■ **Task instructions**:
a) According to the OCLC digitization FAQ, why can't digitization be considered a replacement for microfilm?
b) From the OCLC digitization FAQ, return the passage between "- What role" and "and service handled?", inclusive.
c) Write the next part of the OCLC digitization FAQ, picking up after its last sentence.

───── Text section ─────

** ERROR:IncludeAsset Error locating asset.
|
OCLC Digitization services frequently asked questions
OCLC consulting services
- Does OCLC offer consulting services?
Yes, if you are undertaking a digitization project, we can work closely with you to guide you through key decisions in order create a solution that is tailored to the specific needs of your project.
- What role does OCLC play in the grant application process?
We have provided Digitization Services to many institutions over the years whose projects have been funded (in part or in whole) by grants, as well as many institutions whose funding does not derive from grant awards. We do not play any part in the award of grants, but can assist you by generating a budgetary cost estimate as part of the grant
application process.
- How is long distance consultation and service handled?
We’d be happy to provide initial phone consulting services to assist you if you’re considering a digitization project. If these discussions lead to larger consulting requirements (onsite collection survey, etc.), we can provide price estimates for fee-based consultation.
Upon contract award, we assign a Project Manager to your project. Materials are shipped between OCLC’s facility and your site via FedEx, UPS or another designated shipping agency. Traditionally, you pay to ship materials to us and we pay to ship them back to you, but other arrangements can be made. Project Update calls are set up to monitor progress throughout the project. We handle your materials with great care at our facility, and we take great care in re-packaging the source materials for return shipment. We deliver digital samples electronically for review and approval. Final digital delivery can be done through a variety of means, including DVD, FTP, tape output, external portable hard drives, etc.
Filming and scanning
- Can digitization replace microfilm, or do we need both?
Preservation standards groups today continue to support microfilm as the standard of preservation, not digital. In that respect, digitization cannot be considered as a replacement to microfilm. However, digital objects can replace microfilm as your primary delivery mechanism to your end users. Digital objects are much easier to use, allow for multiple users at once, and can be accessed online. In addition, when OCR (Optical Character Recognition) is performed and the text becomes searchable, more direct access to the content is made available in the digital environment and end users can more easily manipulate the final product (i.e., cut and paste, save to file, etc.). If part of your project goal is to preserve the original source material (as well as making it digitally available), then microfilm creation should be included as one of the milestone deliverables in your project.

───── Dataset rows ─────

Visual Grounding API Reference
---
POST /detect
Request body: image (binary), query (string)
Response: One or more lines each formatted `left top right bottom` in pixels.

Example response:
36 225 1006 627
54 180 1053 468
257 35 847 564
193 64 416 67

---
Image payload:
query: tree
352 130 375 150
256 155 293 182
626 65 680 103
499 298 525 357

─────

■ **Answers in order**:
a) Preservation standards groups today still support microfilm, not digital, as the standard of preservation. For that reason digitization cannot replace microfilm, though digital objects can replace it as the main way materials are delivered to end users.

b)
- What role does OCLC play in the grant application process?
We have provided Digitization Services to many institutions over the years whose projects have been funded (in part or in whole) by grants, as well as many institutions whose funding does not derive from grant awards. We do not play any part in the award of grants, but can assist you by generating a budgetary cost estimate as part of the grant
application process.
- How is long distance consultation and service handled?

c)
Funding and pricing
- What is the cost of OCLC’s Digitization Services? And what is the general price range of a normal project?
It is hard to provide a general price range, since collections and requirements vary so much. Digitization projects, services and costs can be as unique as the collections selected for digitization. While many projects have fundamental similarities (i.e., DPI selection, derivative file creation, source material format, etc.) there are also many characteristics that can make apparently similar projects completely different.
For instance, source material size and condition impact handling and preparation costs; DPI selection and image resolution impact image creation costs; metadata requirements, derivative file choices and image enhancement choices impact post-processing costs. Project pricing can be generated after we understand the nature, size, and condition of your collection; the type of image output you require; the options you require for image description and alteration; and finally, the type of delivery method you intend to use for your digital collections.
- What information is needed to give a time and budget estimate?
There are about a dozen basic questions that will help define your collection and describe your requirements. Based on your responses to that initial question set, several more detailed questions may then also be required. Very detailed project questionnaires are available at http://www.oclc.org/preservation/about/rfps/default.htm. However, if you would prefer to set a time for a call to discuss your project description and requirements, it may be easier to explain some of the decision points necessary and the impact those decisions have on process selection and cost.
Newspaper digitization
- What are the copyright issues related to newspaper digitization?
Newspapers dating from the early decades of the 20th century and earlier are usually exempt from copyright compliance. We provide Digitization Services for materials delivered by our customers, however, maintaining proper copyright compliance is the responsibility of the collection owner, and ultimately, the collection users.
If you are considering a newspaper digitization project, we recommend that you do the copyright compliance research prior to embarking on the project. OCLC is not responsible for monitoring copyright compliance for customers.
Additionally, there are special sections in newspapers that the publisher doesn't own the copyright. In these cases, a publisher can list the general sections of their publication for which they do not hold copyright. Based on this list, collection owners can make several decisions: 1) research whether these sections are still under copyright; 2) contact individual creators for approval; 3) redact those sections from the source so that do not appear in the digital copy; and/or 4) redact those sections from the digital copy so they are not viewable without staff mediation. Sections typically outside a publisher’s copyright may include wire services (Reuters, UPI, AP, etc.), cartoons and article series created by 3rd party agents.
- Should newspapers be microfilmed first?
Preservation standards groups today continue to support microfilm as the standard of preservation, not digital. If part of your project goal is to preserve the original source material (as well as making it digitally available), then microfilm creation should be included as one of the milestone deliverables in your project. The decision to scan first and digitize second, or digitize first and scan second, is made by the institution. Quality loss through degradation can occur with every reproduction step away from the original. However, the amount of degradation suffered when digitizing from OCLC-created microfilm is extremely minimal
- How does newspaper article and page segmentation work?
The main distinction in newspaper processing is between "page-level access" and "article-level segmentation."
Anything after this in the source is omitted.